Begin Provided entries
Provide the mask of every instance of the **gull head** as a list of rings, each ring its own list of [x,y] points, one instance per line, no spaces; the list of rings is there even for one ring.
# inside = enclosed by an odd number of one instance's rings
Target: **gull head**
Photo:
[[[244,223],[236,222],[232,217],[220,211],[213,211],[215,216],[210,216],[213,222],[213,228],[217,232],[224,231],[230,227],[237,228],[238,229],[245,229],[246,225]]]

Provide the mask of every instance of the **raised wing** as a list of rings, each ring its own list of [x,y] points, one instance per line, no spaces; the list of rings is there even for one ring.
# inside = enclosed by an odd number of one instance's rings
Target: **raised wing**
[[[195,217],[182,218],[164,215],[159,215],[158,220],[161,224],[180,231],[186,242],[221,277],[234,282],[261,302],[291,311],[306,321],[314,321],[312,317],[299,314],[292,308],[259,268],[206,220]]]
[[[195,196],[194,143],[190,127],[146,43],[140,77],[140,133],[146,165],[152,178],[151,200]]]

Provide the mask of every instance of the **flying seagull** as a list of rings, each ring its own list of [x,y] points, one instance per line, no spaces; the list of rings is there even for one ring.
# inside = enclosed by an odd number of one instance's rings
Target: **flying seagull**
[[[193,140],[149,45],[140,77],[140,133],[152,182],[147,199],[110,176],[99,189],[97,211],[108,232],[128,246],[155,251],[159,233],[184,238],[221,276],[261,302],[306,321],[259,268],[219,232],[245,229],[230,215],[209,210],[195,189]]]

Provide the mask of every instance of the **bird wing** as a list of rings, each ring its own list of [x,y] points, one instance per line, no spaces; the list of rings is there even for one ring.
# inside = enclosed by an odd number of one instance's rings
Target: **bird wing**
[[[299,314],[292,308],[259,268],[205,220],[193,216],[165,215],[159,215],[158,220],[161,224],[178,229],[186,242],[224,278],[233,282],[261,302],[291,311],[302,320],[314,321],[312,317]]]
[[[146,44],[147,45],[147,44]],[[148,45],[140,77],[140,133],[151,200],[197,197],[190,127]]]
End Provided entries
Begin Provided entries
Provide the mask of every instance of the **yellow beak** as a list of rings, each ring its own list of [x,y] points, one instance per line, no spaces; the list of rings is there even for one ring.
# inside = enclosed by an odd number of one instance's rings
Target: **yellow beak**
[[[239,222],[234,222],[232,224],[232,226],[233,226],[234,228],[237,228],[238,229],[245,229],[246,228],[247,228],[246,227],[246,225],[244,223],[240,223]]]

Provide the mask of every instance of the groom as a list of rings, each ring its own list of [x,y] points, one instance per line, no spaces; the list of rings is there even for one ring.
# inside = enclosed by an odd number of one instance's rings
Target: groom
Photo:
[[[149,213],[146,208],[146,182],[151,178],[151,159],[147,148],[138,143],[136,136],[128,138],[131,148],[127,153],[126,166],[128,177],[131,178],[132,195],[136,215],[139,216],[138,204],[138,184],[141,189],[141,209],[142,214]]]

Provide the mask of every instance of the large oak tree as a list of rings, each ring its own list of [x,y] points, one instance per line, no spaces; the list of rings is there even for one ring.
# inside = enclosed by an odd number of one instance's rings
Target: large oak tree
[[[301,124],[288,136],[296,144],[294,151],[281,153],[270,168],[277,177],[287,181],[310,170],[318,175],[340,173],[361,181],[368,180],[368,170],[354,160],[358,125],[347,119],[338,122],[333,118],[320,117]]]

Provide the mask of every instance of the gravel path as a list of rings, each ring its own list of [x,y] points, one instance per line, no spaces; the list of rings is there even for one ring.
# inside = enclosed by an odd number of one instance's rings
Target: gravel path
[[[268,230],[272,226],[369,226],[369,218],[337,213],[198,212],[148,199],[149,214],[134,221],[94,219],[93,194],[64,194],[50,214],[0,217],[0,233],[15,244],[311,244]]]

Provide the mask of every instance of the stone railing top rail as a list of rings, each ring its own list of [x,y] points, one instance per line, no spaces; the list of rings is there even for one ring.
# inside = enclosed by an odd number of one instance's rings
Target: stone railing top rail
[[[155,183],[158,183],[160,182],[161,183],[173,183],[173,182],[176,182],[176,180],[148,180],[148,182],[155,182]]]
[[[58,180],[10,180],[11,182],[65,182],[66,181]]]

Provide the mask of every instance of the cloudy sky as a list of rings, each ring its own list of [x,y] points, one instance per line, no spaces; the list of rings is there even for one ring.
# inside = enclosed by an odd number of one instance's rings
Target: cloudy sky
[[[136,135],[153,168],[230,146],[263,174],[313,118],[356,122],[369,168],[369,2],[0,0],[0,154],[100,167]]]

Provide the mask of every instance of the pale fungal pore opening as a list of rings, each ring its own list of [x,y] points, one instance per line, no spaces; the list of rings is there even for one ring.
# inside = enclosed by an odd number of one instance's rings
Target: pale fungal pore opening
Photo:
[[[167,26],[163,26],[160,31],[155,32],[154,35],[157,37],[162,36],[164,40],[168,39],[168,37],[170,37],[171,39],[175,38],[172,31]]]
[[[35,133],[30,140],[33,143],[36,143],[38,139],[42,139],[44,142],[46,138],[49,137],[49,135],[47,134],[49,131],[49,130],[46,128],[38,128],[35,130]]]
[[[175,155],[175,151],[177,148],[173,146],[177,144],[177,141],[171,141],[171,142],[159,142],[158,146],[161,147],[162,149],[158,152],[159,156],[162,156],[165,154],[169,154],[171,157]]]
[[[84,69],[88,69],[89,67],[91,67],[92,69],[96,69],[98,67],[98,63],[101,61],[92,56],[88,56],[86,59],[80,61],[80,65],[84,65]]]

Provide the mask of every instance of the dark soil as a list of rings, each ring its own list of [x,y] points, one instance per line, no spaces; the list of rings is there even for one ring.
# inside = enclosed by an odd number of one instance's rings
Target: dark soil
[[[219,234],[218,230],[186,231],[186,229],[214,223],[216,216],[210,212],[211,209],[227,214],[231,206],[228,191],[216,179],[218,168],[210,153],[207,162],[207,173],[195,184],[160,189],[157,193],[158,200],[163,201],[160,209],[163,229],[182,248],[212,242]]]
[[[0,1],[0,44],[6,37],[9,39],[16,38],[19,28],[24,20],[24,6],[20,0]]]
End Provided entries
**Set exercise:**
Show every line from the items above that contains the word "wing".

**Answer to the task:**
Provide the mask of every instance of the **raised wing** as a list of rings, each ring its own list of [x,y] points, one instance per line, no spaces; the list of rings is there even for one ring.
Target: **raised wing**
Provide the mask of every instance of the **bird wing** as a list of rings, each ring its own list of [x,y] points, one instance per line, no spaces; the list of rings is there even for one ring.
Target: **bird wing**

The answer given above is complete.